■ **Exercise instructions**:
a) In the article on the El Paso County order, copy the passage from "El Paso County Judge" to "virtual news conference." word for word.
b) List every business or service that, according to the article on the El Paso County order, Samaniego said would remain open or is essential.
c) Answer these questions using the article on the El Paso County order.
(i) What was the COVID-19 hospitalization rate as of Thursday evening?
(ii) How many El Paso County residents were in intensive care units?
(iii) What hours did the curfew Samaniego issued on Oct. 25 cover?

El Paso County Judge Ricardo Samaniego said he issued the order based on data that shows the COVID-19 hospitalization rate at 44% as of Thursday evening, according to the report. The order took effect Thursday at midnight.

“Since the inception of this pandemic, El Paso County has never seen this level of infections through our community,” he said during a virtual news conference.

“Our hospitals, our capacity, our medical professionals are overwhelmed, and if we don’t respond, we will see unprecedented levels of death,” he said.

Samaniego said grocery stores, food delivery services and pharmacies will remain open, the report continued. He also said election related services are essential.

El Paso County has reported 595 deaths due to COVID-19, according to the county health department website. There are currently 939 residents in the hospital with 232 in intensive care units, per the same data set. There have been 18,276 COVID-19 deaths in Texas, according to the Johns Hopkins University Coronavirus Resource Center.

El Paso Mayor Dee Margo said in a statement he is asking the state attorney general to clarify Samaniego’s order.

“The Judge did not consult me and refuses to return my call, so I am seeking clarification from the Attorney General on the new County order, which does not supersede the Governor’s orders,” Margo said in a statement per CNN.

“What I can speak to is the hurt our community is going through. We must strike a balance of keeping our neighbors safe while not destroying people’s abilities to feed their families.” Margo said.

Samaniego issued a 2-week, 10 pm to 5 am curfew for El Paso County Oct. 25. (RELATED: Texas County Judge Issues County-Wide Curfew As COVID-19 Cases Soar)

“The curfew is enough to limit the economic consequences on local businesses by allowing the stores to stay open. We carefully thought about the economic impact if we were to impose a full stay at home order like we did at the beginning of this process,” Samaniego said at the time.

State Attorney General Ken Paxton said, per the report, that Samaniego does not have the authority to order the shutdown. Paxton called it a “direct violation” of orders from Republican Gov. Greg Abbott.

“I’m also very cognizant and respectful of the governor’s orders,” Samaniego said per the report. “The hard truth is that the people who are dying are El Pasoans; they are not in Austin.”

■ **Record set**:
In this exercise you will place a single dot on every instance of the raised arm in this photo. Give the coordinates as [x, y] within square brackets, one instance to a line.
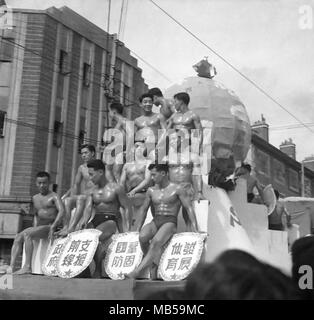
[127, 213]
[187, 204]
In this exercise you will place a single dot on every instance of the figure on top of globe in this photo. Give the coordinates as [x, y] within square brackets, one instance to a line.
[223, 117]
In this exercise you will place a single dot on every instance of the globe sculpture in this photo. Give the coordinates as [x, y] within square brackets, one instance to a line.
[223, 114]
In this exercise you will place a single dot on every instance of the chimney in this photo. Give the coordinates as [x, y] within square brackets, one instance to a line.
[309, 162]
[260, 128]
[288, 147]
---
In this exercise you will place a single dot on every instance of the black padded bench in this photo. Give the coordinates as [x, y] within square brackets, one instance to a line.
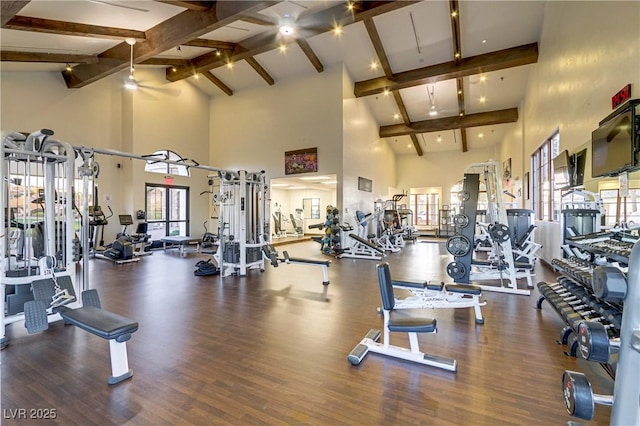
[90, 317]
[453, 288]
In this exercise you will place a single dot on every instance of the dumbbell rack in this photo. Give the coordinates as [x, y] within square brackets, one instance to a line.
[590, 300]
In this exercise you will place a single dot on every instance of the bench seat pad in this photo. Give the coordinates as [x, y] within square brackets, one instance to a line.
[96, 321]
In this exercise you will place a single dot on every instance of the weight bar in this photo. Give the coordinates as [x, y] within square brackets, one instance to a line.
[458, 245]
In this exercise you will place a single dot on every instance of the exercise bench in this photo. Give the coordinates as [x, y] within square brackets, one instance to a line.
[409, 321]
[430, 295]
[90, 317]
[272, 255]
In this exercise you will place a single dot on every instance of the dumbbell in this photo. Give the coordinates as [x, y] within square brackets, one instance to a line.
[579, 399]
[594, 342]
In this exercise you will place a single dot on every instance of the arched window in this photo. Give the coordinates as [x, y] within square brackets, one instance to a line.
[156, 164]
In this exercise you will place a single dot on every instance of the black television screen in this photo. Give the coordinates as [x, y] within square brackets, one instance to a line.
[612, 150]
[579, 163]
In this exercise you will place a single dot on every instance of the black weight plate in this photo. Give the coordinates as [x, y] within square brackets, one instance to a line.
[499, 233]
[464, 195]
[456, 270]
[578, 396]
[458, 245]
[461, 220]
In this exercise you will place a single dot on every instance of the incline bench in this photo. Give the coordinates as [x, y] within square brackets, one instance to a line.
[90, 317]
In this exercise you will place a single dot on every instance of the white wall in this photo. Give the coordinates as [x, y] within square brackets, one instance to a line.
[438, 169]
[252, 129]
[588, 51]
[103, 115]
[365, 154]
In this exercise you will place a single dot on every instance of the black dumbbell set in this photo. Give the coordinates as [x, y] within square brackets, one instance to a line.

■ **Your written answers**:
a)
El Paso County Judge Ricardo Samaniego said he issued the order based on data that shows the COVID-19 hospitalization rate at 44% as of Thursday evening, according to the report. The order took effect Thursday at midnight.

“Since the inception of this pandemic, El Paso County has never seen this level of infections through our community,” he said during a virtual news conference.

b)
Grocery stores
Food delivery services
Pharmacies
Election related services

c)
(i) 44%
(ii) 232
(iii) 10 pm to 5 am